Resume the review of ReBoot: The Guardian Code, starting immediately after its final sentence.

▸ READING TEXT
# # # # #

Had ReBoot: The Guardian Code been titled anything else, this television program would not have been so derided. This series is available to most fans to see on Netflix worldwide. In Canada, YTV has exclusive rights and no firewall can stop crackers to use a VPN service to see the series online. It will soon broadcast on June 4th for those living north of the 49th who do not as technically savvy.

By not making this new chapter part of a much-beloved part of animation history would give this product a better chance for love. Also, the fact this series borrowed a lot from Code Lyoko did not help. This series did not do justice to those who loved ReBoot, the original series, like myself. Nothing is followed up on. A few real-world details connecting the past to modern day are offered, but nothing is said to explain how computer programmers know about the Guardians. This backstory is the only reason I’m going to continue watching.

Some decades have obviously passed. The location of Mainframe is revealed to be located in the basement of a school, and this fact strikes me as odd. I do not expect such a computer system which is home to Bob, Dot and Enzo to exist there. Perhaps the system they discovered is a backup server; the real one is lurking in some forgotten hallway at Electronic Arts Burnaby.

# # # # #

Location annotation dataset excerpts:
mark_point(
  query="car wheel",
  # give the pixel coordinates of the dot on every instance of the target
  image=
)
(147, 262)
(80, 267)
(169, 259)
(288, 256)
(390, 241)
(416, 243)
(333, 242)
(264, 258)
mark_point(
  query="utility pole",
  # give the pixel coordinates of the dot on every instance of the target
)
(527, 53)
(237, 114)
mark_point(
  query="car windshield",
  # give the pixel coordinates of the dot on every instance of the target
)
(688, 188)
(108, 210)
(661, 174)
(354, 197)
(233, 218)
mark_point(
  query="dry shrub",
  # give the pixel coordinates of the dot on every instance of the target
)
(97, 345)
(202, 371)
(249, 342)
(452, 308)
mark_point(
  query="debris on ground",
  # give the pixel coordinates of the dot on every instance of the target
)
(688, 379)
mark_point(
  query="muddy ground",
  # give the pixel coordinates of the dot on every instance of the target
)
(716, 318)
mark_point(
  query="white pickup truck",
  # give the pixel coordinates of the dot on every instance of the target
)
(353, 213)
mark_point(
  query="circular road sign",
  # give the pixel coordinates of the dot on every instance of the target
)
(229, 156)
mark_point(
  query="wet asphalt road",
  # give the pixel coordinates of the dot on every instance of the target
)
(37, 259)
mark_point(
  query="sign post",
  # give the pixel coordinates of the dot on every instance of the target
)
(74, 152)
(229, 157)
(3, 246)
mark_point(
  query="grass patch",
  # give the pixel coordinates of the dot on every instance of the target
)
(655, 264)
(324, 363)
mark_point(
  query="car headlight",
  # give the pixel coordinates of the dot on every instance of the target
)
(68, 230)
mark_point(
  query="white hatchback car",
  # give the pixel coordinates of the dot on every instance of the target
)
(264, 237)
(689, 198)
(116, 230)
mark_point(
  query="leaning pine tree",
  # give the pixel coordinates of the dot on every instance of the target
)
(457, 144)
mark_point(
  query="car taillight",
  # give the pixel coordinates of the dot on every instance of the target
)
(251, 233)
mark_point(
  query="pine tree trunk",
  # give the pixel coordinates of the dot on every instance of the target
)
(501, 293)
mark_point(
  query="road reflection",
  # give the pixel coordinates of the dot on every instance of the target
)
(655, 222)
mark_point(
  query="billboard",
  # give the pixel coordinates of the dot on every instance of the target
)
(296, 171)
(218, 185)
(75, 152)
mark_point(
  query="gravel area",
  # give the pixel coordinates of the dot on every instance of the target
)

# # # # #

▸ OUTPUT BELOW
Instead, this series deals with Youtubers, fledgeling programmers and sports jocks. The only good part of the series is with The Sourcerer (Bob Frazer). He sees the real world as withdrawn. Frazer’s cheeky, if not cheesy, performance may well be intentional, just to keep the light-hearted flavour at the forefront than the darkness which looms in the Arrowverse. He looks like he belongs in this series more. His technophobia is his alone, and he believes it can lead to the creation of SkyNet. To paraphrase, He said, “The internet is not safe, it’s vulnerable.”

The Sourcerer wants to bring down all technology and return the world to a state prior to Edison inventing the light bulb.

In another part of the world, teenagers Austin, Tamra, Parker, and Trey are quick to discover a secret room to transform them into Power Rangers (“Activation”). Instead of the heroes from yesteryears entering reality, real life is set to invade the digital realm ala TRON and be the next generation of Guardians. It’s like the original team are no longer needed since they are all version 1.0’s when the Internet was a plaything for government agencies, corporations and academia.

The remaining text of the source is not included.